Pero si nos acercamos más quizás encontremos, oculto tras el mito de la tecnología modernizadora, las huellas de la vida precaria. Estos otros temporeros y temporeras de nuestros días trabajan también por campañas, aunque lo que recolecten sea encuestas o tarjetas de crédito o reclamaciones del servicio de la luz o del agua. También aquí, en el telemárketing, la eventualidad es la norma y el contrato por obra o servicio determinado, el rey absoluto de la jungla.

No llevan, como los jornaleros de antes, una fiambrera con torreznos y costillas de la matanza. Ahora la tartera de siempre se transmutó en «taper», pero la laboriosa teleoperadora dispone del mismo tiempo de descanso para engullir la comida: media hora, en el caso de que se trate de jornada partida.

«Coge cajas y te pones en el corte». El manijero de la finca respondía así de concluyente al requerimiento del obrero: no hacían falta más preámbulos para trabajar en la cosecha del tomate. A las empresas del telemárketing también les agrada este estilo resolutivo y taciturno : «60 puestos de teleoperador en fidelización-emisión de llamadas. Requisitos: don de gentes, facilidad de palabra y ganas de trabajar. No es imprescindible experiencia»(1). Solo es preciso saber usar un ordenador, saber hablar y saber obedecer…

«Producir significa respirar con el mercado» nos dicen, emocionados, los fabuladores de la Arcadia del posfordismo. Y mientras tanto, just in time, «el mercado» compulsivamente inspira y expira precarios, trabajadores de usar y tirar, voces baratas y etéreas. «Lo que se requiere de los obreros no son altas cualificaciones, sino una disponibilidad de tiempo, una completa disposición para entrar o salir del sistema productivo, según los requerimientos de la producción»(2).

=-=-=

§ TAREAS PROPUESTAS
• 1. Según el texto, ¿de cuánto tiempo dispone la teleoperadora para comer cuando tiene jornada partida?
• 2. Reproduce sin cambios el pasaje del texto que empieza con las palabras que contienen "Pero si nos" y termina en "de jornada partida.".
Los datos no guardan relación con el texto.

§ DATOS RECOPILADOS
=-=-=

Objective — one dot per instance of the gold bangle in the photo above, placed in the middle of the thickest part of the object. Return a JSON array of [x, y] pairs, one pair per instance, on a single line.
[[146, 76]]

=-=-=

§ RESPUESTAS
• 1. Media hora.

• 2.
Pero si nos acercamos más quizás encontremos, oculto tras el mito de la tecnología modernizadora, las huellas de la vida precaria. Estos otros temporeros y temporeras de nuestros días trabajan también por campañas, aunque lo que recolecten sea encuestas o tarjetas de crédito o reclamaciones del servicio de la luz o del agua. También aquí, en el telemárketing, la eventualidad es la norma y el contrato por obra o servicio determinado, el rey absoluto de la jungla.

No llevan, como los jornaleros de antes, una fiambrera con torreznos y costillas de la matanza. Ahora la tartera de siempre se transmutó en «taper», pero la laboriosa teleoperadora dispone del mismo tiempo de descanso para engullir la comida: media hora, en el caso de que se trate de jornada partida.